Given task: Take the line that contains "Q. Point to the dark rock;" as the first line and the final line of the records as the last; return exactly those lines and the lines between.

Dataset entries:
==========
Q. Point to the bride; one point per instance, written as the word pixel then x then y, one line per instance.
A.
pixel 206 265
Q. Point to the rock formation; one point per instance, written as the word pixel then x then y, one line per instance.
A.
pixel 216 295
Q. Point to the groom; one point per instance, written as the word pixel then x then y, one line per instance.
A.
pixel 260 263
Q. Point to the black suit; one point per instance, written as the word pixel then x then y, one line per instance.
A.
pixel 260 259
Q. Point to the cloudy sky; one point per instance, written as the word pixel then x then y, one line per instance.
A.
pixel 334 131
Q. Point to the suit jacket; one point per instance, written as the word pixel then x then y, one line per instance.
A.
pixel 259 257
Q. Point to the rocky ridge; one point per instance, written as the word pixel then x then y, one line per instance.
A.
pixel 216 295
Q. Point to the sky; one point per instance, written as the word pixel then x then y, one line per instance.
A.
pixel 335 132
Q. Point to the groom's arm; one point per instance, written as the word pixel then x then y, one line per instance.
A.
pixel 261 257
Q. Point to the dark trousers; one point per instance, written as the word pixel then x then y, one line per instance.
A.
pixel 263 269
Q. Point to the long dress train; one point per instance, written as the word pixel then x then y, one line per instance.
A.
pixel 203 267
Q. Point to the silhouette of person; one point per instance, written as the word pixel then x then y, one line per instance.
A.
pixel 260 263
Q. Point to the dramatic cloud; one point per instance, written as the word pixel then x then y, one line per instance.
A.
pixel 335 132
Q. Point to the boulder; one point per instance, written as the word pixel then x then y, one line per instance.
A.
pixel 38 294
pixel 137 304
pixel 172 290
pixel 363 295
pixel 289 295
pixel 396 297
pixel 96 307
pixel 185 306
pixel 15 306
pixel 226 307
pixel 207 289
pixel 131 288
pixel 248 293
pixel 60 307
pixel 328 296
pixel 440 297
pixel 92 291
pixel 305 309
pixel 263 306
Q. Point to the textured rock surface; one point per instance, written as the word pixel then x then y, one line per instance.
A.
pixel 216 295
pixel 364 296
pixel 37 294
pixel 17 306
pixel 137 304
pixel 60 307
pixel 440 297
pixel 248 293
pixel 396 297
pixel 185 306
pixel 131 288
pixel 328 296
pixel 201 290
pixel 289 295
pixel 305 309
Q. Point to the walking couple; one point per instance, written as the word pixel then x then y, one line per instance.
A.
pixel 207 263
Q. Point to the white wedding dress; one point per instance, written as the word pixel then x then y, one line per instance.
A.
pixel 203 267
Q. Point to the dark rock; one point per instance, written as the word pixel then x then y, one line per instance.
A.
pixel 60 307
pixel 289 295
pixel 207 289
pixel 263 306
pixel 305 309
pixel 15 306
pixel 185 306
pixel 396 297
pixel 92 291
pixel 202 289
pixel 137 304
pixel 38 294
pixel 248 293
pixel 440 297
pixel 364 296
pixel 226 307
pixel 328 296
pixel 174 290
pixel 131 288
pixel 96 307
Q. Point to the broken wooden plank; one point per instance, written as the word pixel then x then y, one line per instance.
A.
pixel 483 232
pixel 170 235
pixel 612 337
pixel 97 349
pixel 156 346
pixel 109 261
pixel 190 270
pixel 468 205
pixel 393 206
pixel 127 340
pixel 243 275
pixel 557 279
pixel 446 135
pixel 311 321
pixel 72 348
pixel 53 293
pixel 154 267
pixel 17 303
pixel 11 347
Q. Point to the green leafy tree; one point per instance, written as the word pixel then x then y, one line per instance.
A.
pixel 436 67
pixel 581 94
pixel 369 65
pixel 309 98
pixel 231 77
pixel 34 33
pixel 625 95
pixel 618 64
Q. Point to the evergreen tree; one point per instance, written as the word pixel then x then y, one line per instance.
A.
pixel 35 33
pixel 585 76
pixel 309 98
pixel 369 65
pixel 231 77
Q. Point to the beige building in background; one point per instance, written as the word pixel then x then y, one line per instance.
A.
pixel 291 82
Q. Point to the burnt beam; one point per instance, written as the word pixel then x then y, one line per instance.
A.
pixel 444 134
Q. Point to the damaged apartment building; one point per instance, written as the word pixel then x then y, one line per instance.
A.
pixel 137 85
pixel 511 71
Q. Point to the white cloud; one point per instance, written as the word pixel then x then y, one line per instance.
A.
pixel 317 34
==========
Task answer:
Q. Point to the dark rock; one point per instance, written as the word pixel then x then y, one line per instance.
A.
pixel 60 307
pixel 289 295
pixel 207 289
pixel 263 306
pixel 305 309
pixel 15 306
pixel 185 306
pixel 396 297
pixel 92 291
pixel 202 289
pixel 137 304
pixel 38 294
pixel 248 293
pixel 440 297
pixel 364 296
pixel 226 307
pixel 328 296
pixel 174 290
pixel 131 288
pixel 96 307
Q. Point to the broken wooden plank; one point per instance, written as the word pixel then x then y, one line per instance.
A.
pixel 483 232
pixel 170 235
pixel 612 337
pixel 97 349
pixel 156 346
pixel 109 261
pixel 190 270
pixel 468 205
pixel 393 206
pixel 127 340
pixel 243 275
pixel 557 279
pixel 446 135
pixel 311 321
pixel 72 348
pixel 53 293
pixel 154 267
pixel 17 303
pixel 11 347
Q. Point to the green leafy tree; one point per instance, written as the word pixel then x then y, one line per instance.
A.
pixel 436 67
pixel 581 94
pixel 369 65
pixel 309 98
pixel 231 77
pixel 34 33
pixel 625 95
pixel 618 64
Q. Point to the evergreen tree; one point per instance, written as the word pixel then x then y, one line per instance.
A.
pixel 35 33
pixel 585 76
pixel 309 98
pixel 369 65
pixel 231 77
Q. Point to the beige building in background; one point per instance, written as the word pixel then x then y, one line per instance.
A.
pixel 291 82
Q. Point to the burnt beam; one point per instance, written as the word pixel then x then y, one line per instance.
A.
pixel 444 134
Q. Point to the damaged apartment building; one point per instance, written as the word pixel then x then y, one line per instance.
A.
pixel 137 85
pixel 511 71
Q. Point to the white cloud; one point per instance, written as the word pixel then x then y, one line per instance.
A.
pixel 317 34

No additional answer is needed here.